[Location identification entries]
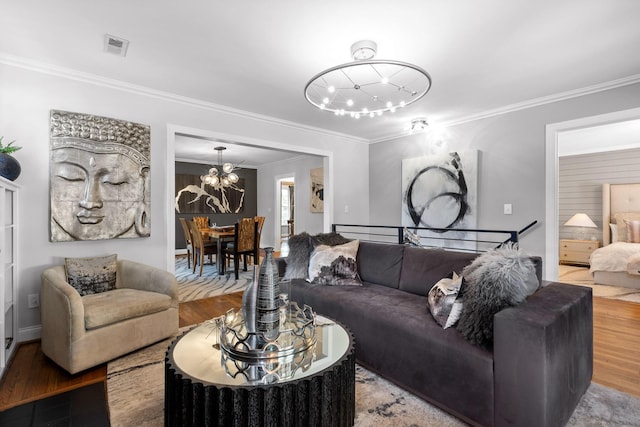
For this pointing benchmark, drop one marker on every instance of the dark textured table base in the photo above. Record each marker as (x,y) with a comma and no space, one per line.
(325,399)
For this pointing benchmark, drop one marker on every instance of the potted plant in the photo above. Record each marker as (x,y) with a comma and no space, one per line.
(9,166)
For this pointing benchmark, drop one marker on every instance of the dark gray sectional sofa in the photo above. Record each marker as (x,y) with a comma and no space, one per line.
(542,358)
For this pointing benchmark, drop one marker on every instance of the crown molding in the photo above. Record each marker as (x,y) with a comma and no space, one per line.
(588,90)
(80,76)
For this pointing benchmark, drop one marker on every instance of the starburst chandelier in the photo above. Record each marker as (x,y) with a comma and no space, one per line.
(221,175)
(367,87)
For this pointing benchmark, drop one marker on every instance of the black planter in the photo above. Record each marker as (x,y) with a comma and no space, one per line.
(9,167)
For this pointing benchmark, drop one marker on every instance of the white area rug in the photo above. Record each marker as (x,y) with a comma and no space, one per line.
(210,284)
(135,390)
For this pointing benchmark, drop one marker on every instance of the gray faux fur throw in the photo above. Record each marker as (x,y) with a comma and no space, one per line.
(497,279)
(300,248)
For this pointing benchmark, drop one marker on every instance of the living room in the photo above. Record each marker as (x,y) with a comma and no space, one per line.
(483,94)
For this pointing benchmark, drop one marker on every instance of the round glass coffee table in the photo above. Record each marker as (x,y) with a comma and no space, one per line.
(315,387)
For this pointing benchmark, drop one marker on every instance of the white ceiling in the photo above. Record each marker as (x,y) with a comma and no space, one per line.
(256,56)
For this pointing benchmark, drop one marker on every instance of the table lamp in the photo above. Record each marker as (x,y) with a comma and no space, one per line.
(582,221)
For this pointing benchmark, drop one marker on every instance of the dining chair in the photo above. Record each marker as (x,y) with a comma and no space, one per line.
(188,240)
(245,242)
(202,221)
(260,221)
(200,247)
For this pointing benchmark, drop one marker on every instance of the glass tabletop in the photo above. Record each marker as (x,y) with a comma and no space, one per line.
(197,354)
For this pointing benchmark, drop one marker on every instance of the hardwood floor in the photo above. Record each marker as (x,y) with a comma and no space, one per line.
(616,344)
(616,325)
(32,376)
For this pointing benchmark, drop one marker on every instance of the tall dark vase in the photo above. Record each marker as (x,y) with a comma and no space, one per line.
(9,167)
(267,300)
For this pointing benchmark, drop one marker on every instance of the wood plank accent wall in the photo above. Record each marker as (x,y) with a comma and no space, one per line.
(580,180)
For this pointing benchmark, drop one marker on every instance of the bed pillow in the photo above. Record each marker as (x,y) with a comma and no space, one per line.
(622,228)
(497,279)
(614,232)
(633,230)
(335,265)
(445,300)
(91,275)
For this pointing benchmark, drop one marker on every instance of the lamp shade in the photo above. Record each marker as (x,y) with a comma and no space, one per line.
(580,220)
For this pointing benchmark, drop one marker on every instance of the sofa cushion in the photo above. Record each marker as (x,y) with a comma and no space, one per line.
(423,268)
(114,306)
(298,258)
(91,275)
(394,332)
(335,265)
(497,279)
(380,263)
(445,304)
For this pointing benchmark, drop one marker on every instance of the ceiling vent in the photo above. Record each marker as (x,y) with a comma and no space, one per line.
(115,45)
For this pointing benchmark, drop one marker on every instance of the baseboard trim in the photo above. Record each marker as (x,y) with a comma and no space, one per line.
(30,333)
* * *
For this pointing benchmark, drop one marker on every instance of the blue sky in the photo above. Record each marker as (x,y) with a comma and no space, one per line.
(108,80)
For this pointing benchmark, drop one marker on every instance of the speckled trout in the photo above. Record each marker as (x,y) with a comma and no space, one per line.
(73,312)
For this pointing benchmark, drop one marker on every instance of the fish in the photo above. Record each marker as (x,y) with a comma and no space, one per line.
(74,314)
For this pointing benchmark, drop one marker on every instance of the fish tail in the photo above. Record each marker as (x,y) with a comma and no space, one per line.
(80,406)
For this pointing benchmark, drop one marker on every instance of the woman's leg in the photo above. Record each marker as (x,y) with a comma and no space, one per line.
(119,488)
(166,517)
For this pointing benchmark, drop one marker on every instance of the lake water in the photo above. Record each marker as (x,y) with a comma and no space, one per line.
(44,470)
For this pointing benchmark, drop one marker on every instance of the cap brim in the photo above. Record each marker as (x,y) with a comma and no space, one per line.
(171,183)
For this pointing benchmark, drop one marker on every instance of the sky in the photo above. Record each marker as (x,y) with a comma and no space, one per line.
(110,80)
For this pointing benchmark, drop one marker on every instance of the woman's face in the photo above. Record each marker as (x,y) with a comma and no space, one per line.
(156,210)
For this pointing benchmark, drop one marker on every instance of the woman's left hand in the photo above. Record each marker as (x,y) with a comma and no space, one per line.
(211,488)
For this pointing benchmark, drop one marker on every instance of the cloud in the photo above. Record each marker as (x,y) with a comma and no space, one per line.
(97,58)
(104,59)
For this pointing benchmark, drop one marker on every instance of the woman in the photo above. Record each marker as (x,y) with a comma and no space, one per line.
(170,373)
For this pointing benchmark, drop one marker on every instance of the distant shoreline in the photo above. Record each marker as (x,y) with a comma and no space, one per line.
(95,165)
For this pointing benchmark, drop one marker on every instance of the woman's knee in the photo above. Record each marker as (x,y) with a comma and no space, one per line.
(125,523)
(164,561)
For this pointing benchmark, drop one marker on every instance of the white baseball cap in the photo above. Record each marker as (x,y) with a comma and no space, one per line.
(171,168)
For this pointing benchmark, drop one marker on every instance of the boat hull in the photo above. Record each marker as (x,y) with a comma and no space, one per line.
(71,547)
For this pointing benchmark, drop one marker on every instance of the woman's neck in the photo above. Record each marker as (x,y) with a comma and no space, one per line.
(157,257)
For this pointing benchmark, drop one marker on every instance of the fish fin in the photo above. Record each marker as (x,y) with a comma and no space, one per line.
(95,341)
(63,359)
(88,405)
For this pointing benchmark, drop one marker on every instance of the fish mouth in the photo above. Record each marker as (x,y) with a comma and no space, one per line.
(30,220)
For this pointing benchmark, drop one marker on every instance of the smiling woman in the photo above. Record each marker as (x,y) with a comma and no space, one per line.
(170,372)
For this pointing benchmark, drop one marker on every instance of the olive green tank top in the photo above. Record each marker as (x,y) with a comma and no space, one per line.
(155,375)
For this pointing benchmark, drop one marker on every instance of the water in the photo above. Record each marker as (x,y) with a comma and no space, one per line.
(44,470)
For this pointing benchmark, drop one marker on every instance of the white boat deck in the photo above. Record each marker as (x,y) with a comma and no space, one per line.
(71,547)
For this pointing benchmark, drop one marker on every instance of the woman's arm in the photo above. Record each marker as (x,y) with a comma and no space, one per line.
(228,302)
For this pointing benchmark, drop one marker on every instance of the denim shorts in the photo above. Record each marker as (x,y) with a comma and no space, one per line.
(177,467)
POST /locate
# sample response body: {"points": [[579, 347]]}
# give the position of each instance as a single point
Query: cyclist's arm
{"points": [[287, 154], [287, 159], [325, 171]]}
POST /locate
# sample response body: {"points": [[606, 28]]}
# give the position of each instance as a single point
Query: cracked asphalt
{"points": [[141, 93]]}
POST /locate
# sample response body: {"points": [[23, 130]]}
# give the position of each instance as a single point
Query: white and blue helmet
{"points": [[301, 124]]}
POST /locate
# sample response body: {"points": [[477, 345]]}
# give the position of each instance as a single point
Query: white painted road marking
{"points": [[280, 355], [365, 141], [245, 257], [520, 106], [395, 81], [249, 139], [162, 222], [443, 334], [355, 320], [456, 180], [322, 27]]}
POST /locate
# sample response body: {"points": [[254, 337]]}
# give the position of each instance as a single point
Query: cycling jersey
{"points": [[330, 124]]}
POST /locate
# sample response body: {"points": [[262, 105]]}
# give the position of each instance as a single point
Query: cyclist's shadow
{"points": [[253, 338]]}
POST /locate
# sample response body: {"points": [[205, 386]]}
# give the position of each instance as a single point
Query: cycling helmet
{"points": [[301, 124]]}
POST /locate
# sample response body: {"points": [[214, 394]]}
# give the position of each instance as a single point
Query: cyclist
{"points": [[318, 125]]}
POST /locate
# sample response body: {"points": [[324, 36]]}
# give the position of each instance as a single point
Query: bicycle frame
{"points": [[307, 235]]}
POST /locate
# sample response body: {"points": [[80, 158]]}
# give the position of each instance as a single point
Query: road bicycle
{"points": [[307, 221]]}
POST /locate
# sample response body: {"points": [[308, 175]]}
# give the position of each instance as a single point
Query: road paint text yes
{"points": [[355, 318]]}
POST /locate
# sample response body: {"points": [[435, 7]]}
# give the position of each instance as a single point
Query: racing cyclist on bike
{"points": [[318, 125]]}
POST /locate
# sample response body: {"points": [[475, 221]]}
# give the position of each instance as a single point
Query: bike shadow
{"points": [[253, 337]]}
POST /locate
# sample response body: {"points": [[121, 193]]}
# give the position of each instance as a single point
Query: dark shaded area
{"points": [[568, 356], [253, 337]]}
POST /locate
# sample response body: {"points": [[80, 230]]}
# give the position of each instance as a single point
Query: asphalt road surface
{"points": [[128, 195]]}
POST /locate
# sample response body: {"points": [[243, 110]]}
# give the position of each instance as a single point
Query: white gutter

WHAT YOU ARE ASKED TO DO - List every line in the rows above that contains the word "ceiling", matching case exactly.

OUTPUT OF THE TASK -
For this pointing benchmark, drop one marker on every instance of the white ceiling in the photo above. Record each marker as (x,y) with a comma and no space, one per line.
For this pointing benchmark, drop one marker on every instance of the ceiling vent in the photo above. Record each marker as (x,y) with a comma and no space, one per line.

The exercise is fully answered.